- **WHAT NEEDS TO BE DONE**
Give the stretch of data from the line containing "locate the hilltop." through the end as a JSON list of strings, one string per line, with blank lines left out.

Entries from an annotation dataset
BEGIN

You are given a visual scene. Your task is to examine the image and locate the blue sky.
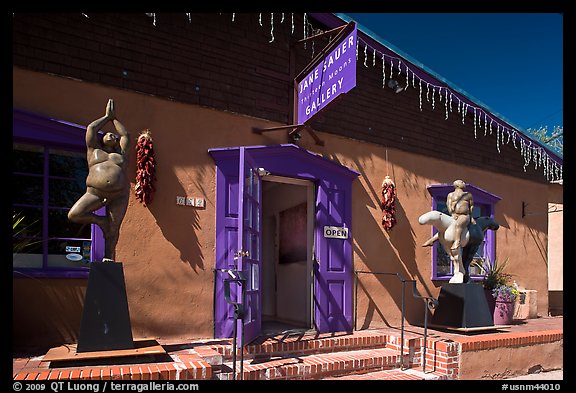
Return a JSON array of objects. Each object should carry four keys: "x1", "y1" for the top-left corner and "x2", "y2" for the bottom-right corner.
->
[{"x1": 346, "y1": 13, "x2": 563, "y2": 131}]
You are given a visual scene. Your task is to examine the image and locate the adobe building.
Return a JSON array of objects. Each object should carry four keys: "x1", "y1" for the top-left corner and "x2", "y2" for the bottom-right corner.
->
[{"x1": 12, "y1": 13, "x2": 563, "y2": 348}]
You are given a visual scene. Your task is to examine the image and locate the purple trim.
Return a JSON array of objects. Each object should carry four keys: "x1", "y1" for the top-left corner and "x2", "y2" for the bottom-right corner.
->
[
  {"x1": 426, "y1": 184, "x2": 502, "y2": 280},
  {"x1": 12, "y1": 108, "x2": 86, "y2": 149},
  {"x1": 12, "y1": 268, "x2": 90, "y2": 278}
]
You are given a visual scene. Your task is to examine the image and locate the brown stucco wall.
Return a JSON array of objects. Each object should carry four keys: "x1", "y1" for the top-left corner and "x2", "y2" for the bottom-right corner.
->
[{"x1": 13, "y1": 68, "x2": 548, "y2": 339}]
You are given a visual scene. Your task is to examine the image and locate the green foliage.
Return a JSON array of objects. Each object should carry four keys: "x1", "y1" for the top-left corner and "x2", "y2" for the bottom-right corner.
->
[
  {"x1": 470, "y1": 258, "x2": 519, "y2": 302},
  {"x1": 470, "y1": 257, "x2": 512, "y2": 290},
  {"x1": 526, "y1": 126, "x2": 564, "y2": 157}
]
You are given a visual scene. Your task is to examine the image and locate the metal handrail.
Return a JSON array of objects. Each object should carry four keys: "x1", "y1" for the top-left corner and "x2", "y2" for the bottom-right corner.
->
[{"x1": 354, "y1": 270, "x2": 438, "y2": 372}]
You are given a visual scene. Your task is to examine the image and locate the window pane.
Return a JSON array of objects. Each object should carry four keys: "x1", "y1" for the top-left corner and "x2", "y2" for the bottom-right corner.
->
[
  {"x1": 436, "y1": 242, "x2": 452, "y2": 276},
  {"x1": 48, "y1": 178, "x2": 86, "y2": 208},
  {"x1": 13, "y1": 175, "x2": 44, "y2": 206},
  {"x1": 12, "y1": 143, "x2": 44, "y2": 175},
  {"x1": 48, "y1": 240, "x2": 92, "y2": 267},
  {"x1": 12, "y1": 206, "x2": 42, "y2": 237},
  {"x1": 12, "y1": 247, "x2": 42, "y2": 268},
  {"x1": 48, "y1": 209, "x2": 92, "y2": 239}
]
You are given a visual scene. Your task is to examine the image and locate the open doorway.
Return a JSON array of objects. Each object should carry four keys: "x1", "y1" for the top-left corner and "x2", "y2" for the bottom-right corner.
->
[{"x1": 262, "y1": 176, "x2": 315, "y2": 334}]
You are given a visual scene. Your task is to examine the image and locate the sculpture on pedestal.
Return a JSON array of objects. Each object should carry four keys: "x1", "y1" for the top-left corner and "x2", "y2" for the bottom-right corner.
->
[
  {"x1": 68, "y1": 99, "x2": 130, "y2": 261},
  {"x1": 418, "y1": 180, "x2": 499, "y2": 283}
]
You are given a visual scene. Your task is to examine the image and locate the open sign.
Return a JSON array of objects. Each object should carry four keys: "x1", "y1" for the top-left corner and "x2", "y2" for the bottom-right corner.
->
[{"x1": 324, "y1": 226, "x2": 348, "y2": 239}]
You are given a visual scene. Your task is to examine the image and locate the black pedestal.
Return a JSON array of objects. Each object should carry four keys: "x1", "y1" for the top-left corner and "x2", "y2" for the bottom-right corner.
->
[
  {"x1": 76, "y1": 262, "x2": 134, "y2": 352},
  {"x1": 431, "y1": 283, "x2": 494, "y2": 328}
]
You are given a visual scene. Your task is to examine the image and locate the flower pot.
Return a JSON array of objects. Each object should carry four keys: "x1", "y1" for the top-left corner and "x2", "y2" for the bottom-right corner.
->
[{"x1": 494, "y1": 299, "x2": 514, "y2": 325}]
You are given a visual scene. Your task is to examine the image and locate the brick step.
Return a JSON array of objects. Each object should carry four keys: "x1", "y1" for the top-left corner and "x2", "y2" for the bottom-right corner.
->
[
  {"x1": 322, "y1": 368, "x2": 447, "y2": 381},
  {"x1": 194, "y1": 332, "x2": 419, "y2": 365},
  {"x1": 214, "y1": 348, "x2": 400, "y2": 380}
]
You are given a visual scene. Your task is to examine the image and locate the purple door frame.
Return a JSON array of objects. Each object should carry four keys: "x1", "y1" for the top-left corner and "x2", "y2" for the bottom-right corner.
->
[{"x1": 209, "y1": 144, "x2": 359, "y2": 337}]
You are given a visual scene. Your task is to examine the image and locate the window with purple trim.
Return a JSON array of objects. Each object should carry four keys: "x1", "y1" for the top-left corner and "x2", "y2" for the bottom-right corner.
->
[
  {"x1": 12, "y1": 143, "x2": 93, "y2": 271},
  {"x1": 428, "y1": 184, "x2": 501, "y2": 280}
]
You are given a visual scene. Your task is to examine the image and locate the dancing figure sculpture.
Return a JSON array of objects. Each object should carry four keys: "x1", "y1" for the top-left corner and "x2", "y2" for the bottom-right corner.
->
[{"x1": 68, "y1": 99, "x2": 130, "y2": 262}]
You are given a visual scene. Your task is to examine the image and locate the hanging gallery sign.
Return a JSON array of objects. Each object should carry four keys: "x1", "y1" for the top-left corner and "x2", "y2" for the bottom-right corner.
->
[{"x1": 296, "y1": 23, "x2": 357, "y2": 124}]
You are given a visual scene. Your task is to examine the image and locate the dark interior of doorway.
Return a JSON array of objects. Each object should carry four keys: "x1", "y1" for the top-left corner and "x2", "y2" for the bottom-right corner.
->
[{"x1": 262, "y1": 178, "x2": 312, "y2": 335}]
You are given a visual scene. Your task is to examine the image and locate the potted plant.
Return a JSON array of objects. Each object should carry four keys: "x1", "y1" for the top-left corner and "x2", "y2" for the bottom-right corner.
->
[{"x1": 471, "y1": 258, "x2": 519, "y2": 325}]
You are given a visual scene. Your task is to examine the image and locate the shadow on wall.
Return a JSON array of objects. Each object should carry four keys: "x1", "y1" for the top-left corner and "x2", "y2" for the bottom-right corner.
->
[
  {"x1": 148, "y1": 165, "x2": 205, "y2": 272},
  {"x1": 354, "y1": 155, "x2": 430, "y2": 328},
  {"x1": 12, "y1": 277, "x2": 87, "y2": 354}
]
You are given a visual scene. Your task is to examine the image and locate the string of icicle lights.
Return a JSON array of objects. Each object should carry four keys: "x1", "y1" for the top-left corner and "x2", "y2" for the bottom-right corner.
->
[{"x1": 126, "y1": 12, "x2": 563, "y2": 181}]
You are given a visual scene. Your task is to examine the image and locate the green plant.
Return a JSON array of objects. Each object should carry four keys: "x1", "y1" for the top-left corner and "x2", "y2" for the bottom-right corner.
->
[
  {"x1": 470, "y1": 258, "x2": 519, "y2": 301},
  {"x1": 470, "y1": 257, "x2": 512, "y2": 291}
]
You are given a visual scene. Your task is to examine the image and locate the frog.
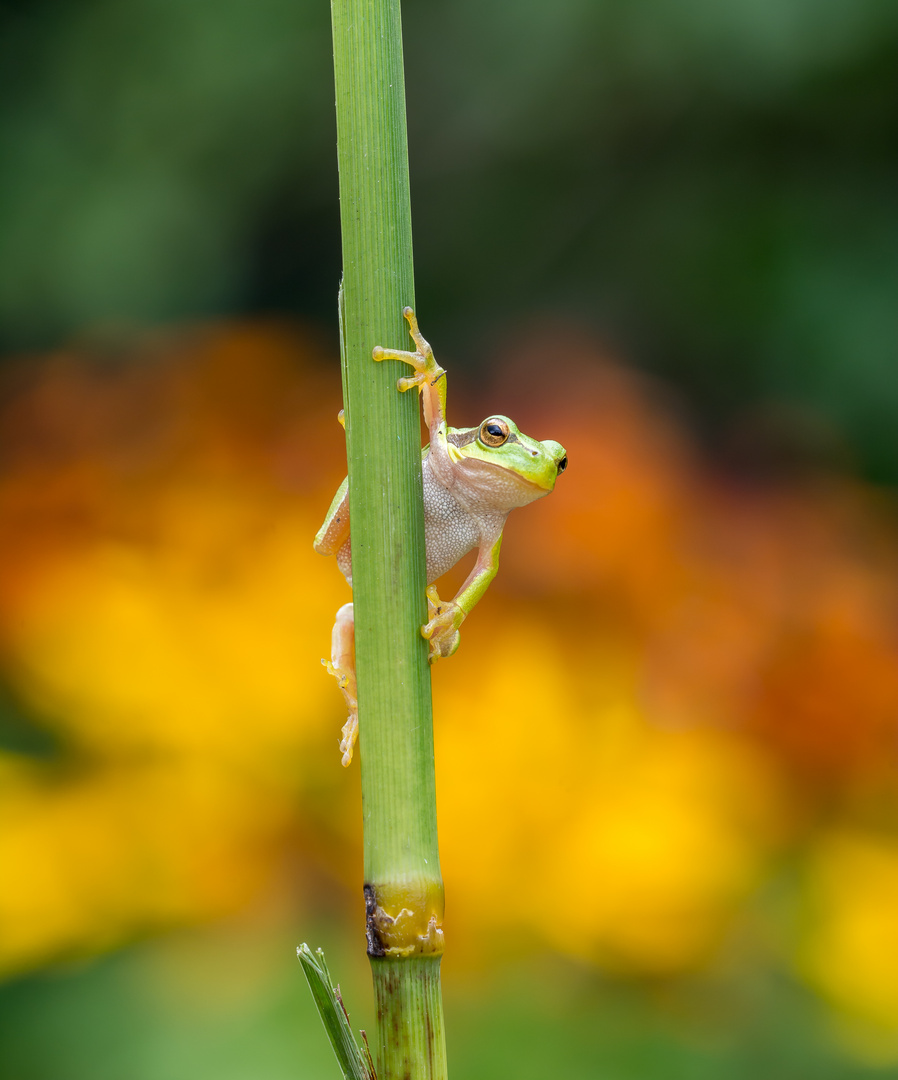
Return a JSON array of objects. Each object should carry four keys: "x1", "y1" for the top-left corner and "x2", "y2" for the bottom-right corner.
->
[{"x1": 313, "y1": 307, "x2": 567, "y2": 766}]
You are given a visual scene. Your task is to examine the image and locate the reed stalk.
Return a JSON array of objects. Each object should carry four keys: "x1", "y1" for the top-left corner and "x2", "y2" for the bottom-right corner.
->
[{"x1": 331, "y1": 0, "x2": 446, "y2": 1080}]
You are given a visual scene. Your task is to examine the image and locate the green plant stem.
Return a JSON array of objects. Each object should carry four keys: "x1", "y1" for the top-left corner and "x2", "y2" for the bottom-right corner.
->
[{"x1": 331, "y1": 0, "x2": 446, "y2": 1080}]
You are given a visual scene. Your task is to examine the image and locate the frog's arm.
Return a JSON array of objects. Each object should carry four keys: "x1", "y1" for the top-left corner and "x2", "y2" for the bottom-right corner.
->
[
  {"x1": 421, "y1": 532, "x2": 502, "y2": 663},
  {"x1": 312, "y1": 476, "x2": 349, "y2": 555},
  {"x1": 372, "y1": 308, "x2": 447, "y2": 450}
]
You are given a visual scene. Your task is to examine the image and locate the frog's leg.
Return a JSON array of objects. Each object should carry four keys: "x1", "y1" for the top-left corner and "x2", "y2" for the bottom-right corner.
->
[
  {"x1": 321, "y1": 604, "x2": 359, "y2": 767},
  {"x1": 372, "y1": 308, "x2": 446, "y2": 443},
  {"x1": 421, "y1": 532, "x2": 502, "y2": 664}
]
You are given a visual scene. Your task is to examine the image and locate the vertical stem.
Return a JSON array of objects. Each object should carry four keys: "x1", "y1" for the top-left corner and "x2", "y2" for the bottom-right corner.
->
[{"x1": 331, "y1": 0, "x2": 446, "y2": 1080}]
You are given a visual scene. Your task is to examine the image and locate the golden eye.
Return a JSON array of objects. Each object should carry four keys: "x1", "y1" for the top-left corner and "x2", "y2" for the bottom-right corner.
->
[{"x1": 480, "y1": 417, "x2": 508, "y2": 446}]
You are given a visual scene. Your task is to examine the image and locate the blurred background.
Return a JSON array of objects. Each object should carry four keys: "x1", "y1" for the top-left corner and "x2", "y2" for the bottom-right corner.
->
[{"x1": 0, "y1": 0, "x2": 898, "y2": 1080}]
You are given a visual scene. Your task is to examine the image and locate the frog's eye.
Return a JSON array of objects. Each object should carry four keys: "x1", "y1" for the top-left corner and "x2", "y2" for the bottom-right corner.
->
[{"x1": 480, "y1": 417, "x2": 508, "y2": 446}]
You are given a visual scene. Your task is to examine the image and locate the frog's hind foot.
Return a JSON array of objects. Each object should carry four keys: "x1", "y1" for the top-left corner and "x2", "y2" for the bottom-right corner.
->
[{"x1": 321, "y1": 604, "x2": 359, "y2": 768}]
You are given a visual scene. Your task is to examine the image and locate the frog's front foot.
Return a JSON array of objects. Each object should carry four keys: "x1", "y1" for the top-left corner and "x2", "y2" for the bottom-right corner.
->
[
  {"x1": 321, "y1": 604, "x2": 359, "y2": 767},
  {"x1": 371, "y1": 308, "x2": 446, "y2": 392},
  {"x1": 421, "y1": 585, "x2": 465, "y2": 664}
]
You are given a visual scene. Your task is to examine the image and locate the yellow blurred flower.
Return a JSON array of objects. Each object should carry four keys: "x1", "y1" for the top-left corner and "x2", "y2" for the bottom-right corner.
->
[{"x1": 799, "y1": 828, "x2": 898, "y2": 1041}]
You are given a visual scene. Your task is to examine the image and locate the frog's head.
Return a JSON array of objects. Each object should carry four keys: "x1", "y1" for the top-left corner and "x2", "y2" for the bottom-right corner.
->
[{"x1": 447, "y1": 416, "x2": 567, "y2": 510}]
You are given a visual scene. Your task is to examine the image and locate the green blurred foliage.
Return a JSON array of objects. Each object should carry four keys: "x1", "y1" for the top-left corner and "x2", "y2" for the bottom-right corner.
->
[{"x1": 0, "y1": 0, "x2": 898, "y2": 482}]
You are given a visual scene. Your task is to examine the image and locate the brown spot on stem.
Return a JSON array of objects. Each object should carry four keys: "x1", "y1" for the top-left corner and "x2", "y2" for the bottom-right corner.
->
[{"x1": 364, "y1": 885, "x2": 387, "y2": 956}]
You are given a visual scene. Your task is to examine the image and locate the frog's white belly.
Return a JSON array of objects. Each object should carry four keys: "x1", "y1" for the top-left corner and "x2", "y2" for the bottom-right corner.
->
[{"x1": 424, "y1": 460, "x2": 481, "y2": 583}]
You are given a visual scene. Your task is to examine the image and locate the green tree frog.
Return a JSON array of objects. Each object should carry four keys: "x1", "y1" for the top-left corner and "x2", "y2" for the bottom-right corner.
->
[{"x1": 314, "y1": 308, "x2": 567, "y2": 766}]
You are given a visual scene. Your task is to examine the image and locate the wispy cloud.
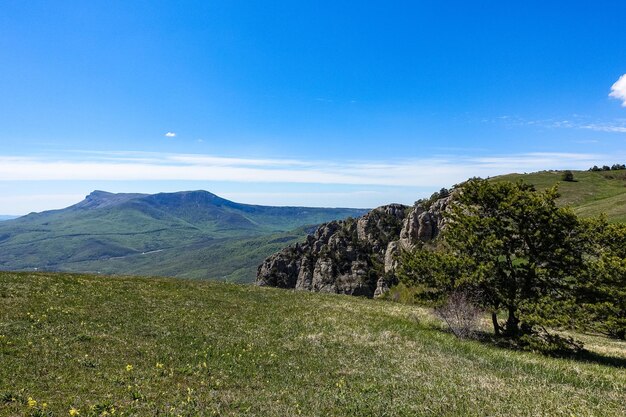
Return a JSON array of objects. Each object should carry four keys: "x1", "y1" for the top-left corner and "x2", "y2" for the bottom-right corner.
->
[
  {"x1": 0, "y1": 152, "x2": 616, "y2": 187},
  {"x1": 609, "y1": 74, "x2": 626, "y2": 107},
  {"x1": 484, "y1": 115, "x2": 626, "y2": 133}
]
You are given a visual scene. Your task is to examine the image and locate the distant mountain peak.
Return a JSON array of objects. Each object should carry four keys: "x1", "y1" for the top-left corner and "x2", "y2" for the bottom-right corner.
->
[{"x1": 71, "y1": 190, "x2": 147, "y2": 209}]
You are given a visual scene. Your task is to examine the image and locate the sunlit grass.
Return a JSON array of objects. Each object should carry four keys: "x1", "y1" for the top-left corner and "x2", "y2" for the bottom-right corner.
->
[{"x1": 0, "y1": 273, "x2": 626, "y2": 416}]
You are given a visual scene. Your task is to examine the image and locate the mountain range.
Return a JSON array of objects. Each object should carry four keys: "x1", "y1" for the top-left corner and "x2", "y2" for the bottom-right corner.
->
[{"x1": 0, "y1": 191, "x2": 367, "y2": 281}]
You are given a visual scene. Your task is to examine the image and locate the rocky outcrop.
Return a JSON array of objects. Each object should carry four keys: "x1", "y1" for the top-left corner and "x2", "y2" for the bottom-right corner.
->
[{"x1": 256, "y1": 197, "x2": 449, "y2": 297}]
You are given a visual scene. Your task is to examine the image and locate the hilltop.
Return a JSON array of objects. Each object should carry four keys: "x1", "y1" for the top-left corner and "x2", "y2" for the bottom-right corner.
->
[
  {"x1": 0, "y1": 273, "x2": 626, "y2": 417},
  {"x1": 0, "y1": 191, "x2": 367, "y2": 281},
  {"x1": 493, "y1": 170, "x2": 626, "y2": 222}
]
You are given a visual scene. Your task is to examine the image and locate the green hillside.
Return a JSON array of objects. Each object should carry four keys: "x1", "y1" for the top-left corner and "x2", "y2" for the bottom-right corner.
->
[
  {"x1": 0, "y1": 191, "x2": 367, "y2": 281},
  {"x1": 494, "y1": 170, "x2": 626, "y2": 222},
  {"x1": 0, "y1": 273, "x2": 626, "y2": 416}
]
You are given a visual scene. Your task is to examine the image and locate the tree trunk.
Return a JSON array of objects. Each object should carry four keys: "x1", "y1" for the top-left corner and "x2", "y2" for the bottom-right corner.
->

END

- **EXPECTED ANSWER**
[
  "You are given a visual scene. Your task is to examine the image and locate the hilltop.",
  "Return a JSON array of objects. Each object should carry four keys: \"x1\", \"y1\" for the top-left corner and \"x2\", \"y2\" for the bottom-right corner.",
  "->",
  "[",
  "  {\"x1\": 0, \"y1\": 273, \"x2\": 626, \"y2\": 417},",
  "  {\"x1\": 0, \"y1\": 191, \"x2\": 367, \"y2\": 281},",
  "  {\"x1\": 493, \"y1\": 170, \"x2\": 626, \"y2\": 222}",
  "]",
  "You are given a visual scene. Your task is to examine the image and locate the green hillside.",
  "Return a JSON array of objects. Each object should carry four keys: \"x1\", \"y1\" for the top-left corner and \"x2\", \"y2\" for the bottom-right corner.",
  "->",
  "[",
  "  {\"x1\": 0, \"y1\": 191, \"x2\": 367, \"y2\": 281},",
  "  {\"x1\": 494, \"y1\": 170, \"x2\": 626, \"y2\": 222},",
  "  {\"x1\": 0, \"y1\": 273, \"x2\": 626, \"y2\": 416}",
  "]",
  "You are given a visual scene. Your task is to examine the image and locate the tree trunk.",
  "Return a JSON array of objects. Each object should carry four keys: \"x1\", \"y1\" for the top-left corner and \"x2\", \"y2\" for the bottom-right corner.",
  "->"
]